David Harvey: ser zapatista não é endeusar Marcos
Vinte anos
depois do levante no México, geógrafo avalia: movimento pode transformar
esquerda, desde que não o mistifiquemos…
Pesquisador
de revoltas recentes ao redor do mundo, o geógrafo britânico David Harvey
reconhece a influência dos zapatistas nos novos levantes que têm surgido. Mas
ele pondera que algumas das suas características são ignoradas pela esquerda em
diversos países.
O geógrafo
concedeu uma entrevista à reportagem de CartaCapital, na qual fala sobre o
legado do Exército Zapatista de Libertação Nacional (EZLN), que há vinte anos
tomou o controle de parte da pobre província mexicana de Chiapas.
Harvey
destaca as novidades trazidas pelo levante, como a ênfase no direito das
mulheres. Ele, porém, se diz “cansado” das pessoas acharem que a revolução
“sairá de Chiapas”. Para o geógrafo, a esquerda deve achar uma forma própria de
se organizar na cidade. Leia abaixo as falas do geógrafo sobre o levante:
Movimento indígena com
características ocidentais
O zapatismo
é retratado às vezes como somente um movimento indígena. Mas ele não é isso. É
um movimento indígena com caraterísticas ocidentais. Um movimento horizontal,
mas com formas militares hierarquizadas. Ou seja, é uma forma híbrida.
Obviamente
o zapatismo teve um impacto muito grande na esquerda. A esquerda mundial ficou
muito impressionada com suas formas horizontais de governança, mas falhou em
reconhecer que a parte militar dessa organização a modificou muito.
Direitos das mulheres
Os
zapatistas abordaram muitas questões importantes para essas sociedades
(indígenas), como os direitos das mulheres, de uma maneira muito importante.
Foi muito excitante ver a questão de gênero, em toda sua dimensão, ser
propriamente abordada e articulada pelos zapatistas. [Diversas das figuras mais
proeminentes do movimento eram mulheres e, logo após o levante, os zapatistas
fizeram uma serie de reivindicações específicas em relação a elas].
Os direitos
das mulheres estavam arraigados muito neste movimento, o que não é
necessariamente verdade em outras populações indígenas e na esquerda. Mais uma
vez, nessa questão, eles tinham características especiais.
Teologia da libertação
O movimento
era uma combinação brilhante de pensamento indígena com perspectivas do
iluminismo ocidental. Particularmente, havia uma influência de doutrinas do
catolicismo, como dos franciscanos [conjunto de ordens católicas com forte
presença na América Latina]. Eu acho que foi a expressão de ideias como
respeito e dignidade, vindas de Chiapas, que agarraram a imaginação do mundo.

◇ ◇ ◇

> Objetivo: Prossiga com o texto acima sobre o legado zapatista a partir do ponto em que ele para.

◇ ◇ ◇

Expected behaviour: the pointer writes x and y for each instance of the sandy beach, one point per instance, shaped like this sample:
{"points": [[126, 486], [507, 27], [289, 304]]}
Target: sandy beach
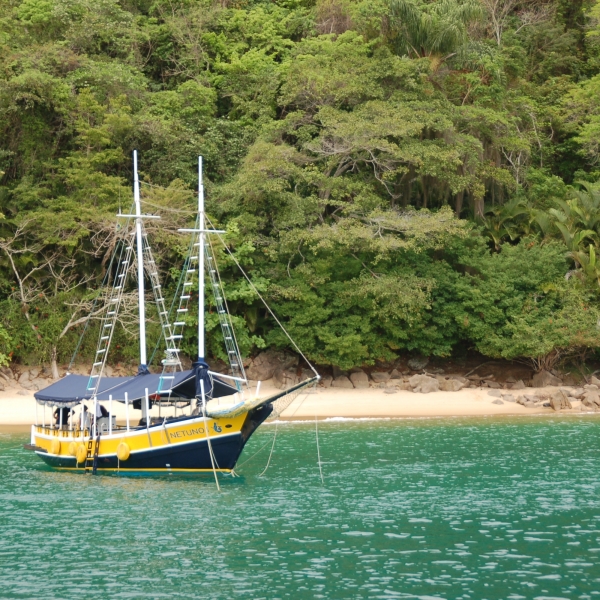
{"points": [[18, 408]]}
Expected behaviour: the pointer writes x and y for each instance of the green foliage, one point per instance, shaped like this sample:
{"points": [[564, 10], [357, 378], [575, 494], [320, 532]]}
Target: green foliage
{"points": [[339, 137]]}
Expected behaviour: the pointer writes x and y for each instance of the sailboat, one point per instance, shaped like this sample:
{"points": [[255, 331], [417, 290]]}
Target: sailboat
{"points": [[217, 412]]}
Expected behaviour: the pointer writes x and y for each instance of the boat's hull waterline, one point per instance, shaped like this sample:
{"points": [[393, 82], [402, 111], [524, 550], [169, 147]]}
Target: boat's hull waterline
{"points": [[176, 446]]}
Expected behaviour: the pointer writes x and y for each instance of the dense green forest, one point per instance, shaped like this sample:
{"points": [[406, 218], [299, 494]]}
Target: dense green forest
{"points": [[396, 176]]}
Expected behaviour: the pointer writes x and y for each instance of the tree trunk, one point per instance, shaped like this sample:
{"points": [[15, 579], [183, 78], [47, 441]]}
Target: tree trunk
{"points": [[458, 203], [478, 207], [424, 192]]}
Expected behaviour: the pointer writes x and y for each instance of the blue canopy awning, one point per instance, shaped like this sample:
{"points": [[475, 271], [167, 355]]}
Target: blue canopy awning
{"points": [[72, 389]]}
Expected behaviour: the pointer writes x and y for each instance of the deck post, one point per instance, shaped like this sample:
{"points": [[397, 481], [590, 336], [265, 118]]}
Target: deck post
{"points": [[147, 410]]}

◇ ◇ ◇

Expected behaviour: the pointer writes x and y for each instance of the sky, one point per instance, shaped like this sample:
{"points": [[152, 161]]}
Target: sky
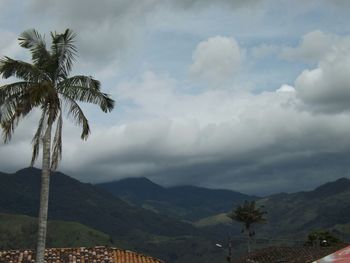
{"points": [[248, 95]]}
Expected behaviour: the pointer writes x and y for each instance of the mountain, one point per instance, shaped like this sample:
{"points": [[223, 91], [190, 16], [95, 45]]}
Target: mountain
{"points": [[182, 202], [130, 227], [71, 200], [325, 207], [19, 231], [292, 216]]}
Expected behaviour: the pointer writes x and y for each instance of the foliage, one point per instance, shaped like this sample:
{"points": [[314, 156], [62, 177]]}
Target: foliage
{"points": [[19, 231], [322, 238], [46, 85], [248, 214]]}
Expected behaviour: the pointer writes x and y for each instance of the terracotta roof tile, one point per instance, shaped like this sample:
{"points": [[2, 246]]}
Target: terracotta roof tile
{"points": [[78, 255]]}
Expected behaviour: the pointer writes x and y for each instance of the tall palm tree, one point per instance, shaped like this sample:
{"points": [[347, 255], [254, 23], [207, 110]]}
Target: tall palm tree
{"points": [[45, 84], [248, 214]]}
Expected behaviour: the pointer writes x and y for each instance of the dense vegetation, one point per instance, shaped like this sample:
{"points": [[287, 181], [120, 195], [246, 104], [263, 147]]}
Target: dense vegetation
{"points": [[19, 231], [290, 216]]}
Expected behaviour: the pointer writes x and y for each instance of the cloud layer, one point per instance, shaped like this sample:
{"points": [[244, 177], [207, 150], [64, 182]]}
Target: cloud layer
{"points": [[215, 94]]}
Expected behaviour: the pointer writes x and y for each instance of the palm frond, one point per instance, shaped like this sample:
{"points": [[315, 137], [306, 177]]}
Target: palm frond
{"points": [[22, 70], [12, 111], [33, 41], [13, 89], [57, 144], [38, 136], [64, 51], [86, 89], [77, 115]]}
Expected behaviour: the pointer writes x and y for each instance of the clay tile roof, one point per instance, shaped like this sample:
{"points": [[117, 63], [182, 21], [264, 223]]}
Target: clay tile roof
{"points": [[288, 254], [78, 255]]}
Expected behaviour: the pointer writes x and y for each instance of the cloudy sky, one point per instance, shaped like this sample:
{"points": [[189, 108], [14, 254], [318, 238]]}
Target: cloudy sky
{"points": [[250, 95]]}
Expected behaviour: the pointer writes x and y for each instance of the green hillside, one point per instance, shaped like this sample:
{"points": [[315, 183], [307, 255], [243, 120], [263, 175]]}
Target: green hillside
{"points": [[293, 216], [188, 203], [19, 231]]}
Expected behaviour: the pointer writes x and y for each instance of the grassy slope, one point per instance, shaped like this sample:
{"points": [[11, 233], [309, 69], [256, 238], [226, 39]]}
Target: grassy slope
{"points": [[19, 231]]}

◇ ◇ ◇

> A resposta:
Foi uma
combinação peculiar, onde a posição do subcomandante Marcos foi extremamente
crucial. Não só em termos de organizar a parte militar, mas também de apresentar
suas ideias ao mundo, que muito dificilmente poderiam ser entendidas. Então,
quando ele falava de respeito e dignidade, ele estava em uma longa história da
teologia da libertação, por exemplo. E as pessoas responderam a isso.
Ação fora do Estado
Havia
também a característica de que aquele não era um partido político, não queria
tomar o poder do Estado. Os zapatistas só queriam autonomia, e isso foi
atraente para muitas pessoas ao redor do mundo. Eles estavam, desta forma, se
protegendo da exploração. Quando se faz isso, você mantém-se fora dos limites,
mas isso também gera muitos problemas. Eles precisam de recursos, eles precisam
de armas, é uma história muito complicada.
A revolução não sairá de Chiapas
As vezes eu
fico um pouco cansado porque em partes da Europa e da América do Norte as
pessoas acham que a revolução vai sair de Chiapas e salvar a nós todos. Meu
argumento é que a gente não pode simplesmente tirar aquilo do México e trazer
para cá, nós temos de inventar nossas próprias maneiras de fazer política, de
acordo com as nossas próprias circunstâncias.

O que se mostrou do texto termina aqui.